## START Data to process
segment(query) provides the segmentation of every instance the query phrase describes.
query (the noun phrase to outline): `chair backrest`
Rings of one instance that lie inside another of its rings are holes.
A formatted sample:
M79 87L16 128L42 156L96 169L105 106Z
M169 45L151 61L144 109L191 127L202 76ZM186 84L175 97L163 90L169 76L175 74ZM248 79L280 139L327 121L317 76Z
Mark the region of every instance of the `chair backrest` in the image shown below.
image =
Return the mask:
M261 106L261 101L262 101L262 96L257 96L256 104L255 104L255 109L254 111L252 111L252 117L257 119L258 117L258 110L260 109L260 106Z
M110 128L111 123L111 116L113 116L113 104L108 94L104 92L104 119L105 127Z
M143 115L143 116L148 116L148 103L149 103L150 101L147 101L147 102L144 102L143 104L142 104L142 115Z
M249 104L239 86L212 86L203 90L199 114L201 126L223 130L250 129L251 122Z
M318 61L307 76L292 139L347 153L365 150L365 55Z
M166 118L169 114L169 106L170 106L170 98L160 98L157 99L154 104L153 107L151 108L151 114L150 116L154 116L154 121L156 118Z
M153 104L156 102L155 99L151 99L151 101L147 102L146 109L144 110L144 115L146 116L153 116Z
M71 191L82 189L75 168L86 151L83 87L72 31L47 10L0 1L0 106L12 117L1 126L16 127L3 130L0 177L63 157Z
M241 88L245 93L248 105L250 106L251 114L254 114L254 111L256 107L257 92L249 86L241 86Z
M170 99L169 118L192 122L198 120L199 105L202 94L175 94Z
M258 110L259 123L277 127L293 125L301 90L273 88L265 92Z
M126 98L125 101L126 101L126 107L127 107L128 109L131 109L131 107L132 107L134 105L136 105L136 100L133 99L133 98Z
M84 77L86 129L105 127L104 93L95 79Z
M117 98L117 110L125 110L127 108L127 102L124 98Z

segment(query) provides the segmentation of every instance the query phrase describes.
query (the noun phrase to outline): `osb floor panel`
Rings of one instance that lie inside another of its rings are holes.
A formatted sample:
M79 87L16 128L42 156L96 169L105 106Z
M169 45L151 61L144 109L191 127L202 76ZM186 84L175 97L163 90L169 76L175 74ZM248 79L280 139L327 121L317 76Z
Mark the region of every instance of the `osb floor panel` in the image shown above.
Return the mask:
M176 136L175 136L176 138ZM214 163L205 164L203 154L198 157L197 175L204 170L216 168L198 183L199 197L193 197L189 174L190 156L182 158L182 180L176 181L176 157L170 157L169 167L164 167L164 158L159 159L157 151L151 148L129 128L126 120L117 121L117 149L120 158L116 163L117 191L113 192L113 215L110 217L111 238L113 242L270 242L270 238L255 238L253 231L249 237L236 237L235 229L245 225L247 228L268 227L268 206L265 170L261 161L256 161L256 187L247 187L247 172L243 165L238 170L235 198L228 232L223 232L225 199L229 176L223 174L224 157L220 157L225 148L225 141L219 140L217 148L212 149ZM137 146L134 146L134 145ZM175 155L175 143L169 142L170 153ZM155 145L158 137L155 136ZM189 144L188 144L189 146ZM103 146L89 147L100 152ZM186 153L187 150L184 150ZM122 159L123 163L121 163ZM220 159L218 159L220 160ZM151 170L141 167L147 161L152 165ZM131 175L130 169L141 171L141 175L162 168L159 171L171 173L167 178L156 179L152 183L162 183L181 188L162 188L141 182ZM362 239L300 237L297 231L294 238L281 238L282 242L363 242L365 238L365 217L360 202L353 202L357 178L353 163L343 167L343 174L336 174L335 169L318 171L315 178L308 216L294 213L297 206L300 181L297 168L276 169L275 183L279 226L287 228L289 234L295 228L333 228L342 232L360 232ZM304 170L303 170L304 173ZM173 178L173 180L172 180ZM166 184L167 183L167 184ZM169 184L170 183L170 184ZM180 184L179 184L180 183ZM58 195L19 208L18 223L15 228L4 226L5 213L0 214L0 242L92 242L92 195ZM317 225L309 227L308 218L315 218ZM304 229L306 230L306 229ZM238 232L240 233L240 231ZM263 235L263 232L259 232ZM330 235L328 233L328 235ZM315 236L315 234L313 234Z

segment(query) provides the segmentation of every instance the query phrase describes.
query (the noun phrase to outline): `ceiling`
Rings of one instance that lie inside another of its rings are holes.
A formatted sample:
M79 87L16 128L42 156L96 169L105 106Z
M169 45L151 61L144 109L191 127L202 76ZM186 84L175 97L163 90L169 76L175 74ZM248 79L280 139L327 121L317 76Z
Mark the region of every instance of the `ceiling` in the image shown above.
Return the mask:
## END Data to process
## Task prompt
In the stretch from the start of the records through the line containing "M143 115L143 116L148", change "chair backrest" to "seat back" and give those lines again with everything else left as is.

## Answer below
segment(query) provides the segmentation of every instance the query phrase describes.
query (the noun phrase to outline): `seat back`
Rings of one instance that lie inside another of its rings are holes.
A formatted sample:
M79 87L16 128L42 156L96 169L105 106Z
M169 45L151 61L144 109L191 127L202 76ZM186 84L175 97L163 90L169 76L175 74ZM248 79L280 139L327 121L317 76Z
Mark the region of every instance of the `seat back` in the image shown below.
image =
Return the mask:
M261 106L261 101L262 101L262 96L257 96L256 104L255 104L255 109L254 111L252 111L252 117L257 119L258 117L258 110L260 109L260 106Z
M110 128L111 123L111 116L113 116L113 104L108 94L104 92L104 119L105 127Z
M143 115L143 116L148 116L148 103L149 103L150 101L147 101L147 102L144 102L143 104L142 104L142 115Z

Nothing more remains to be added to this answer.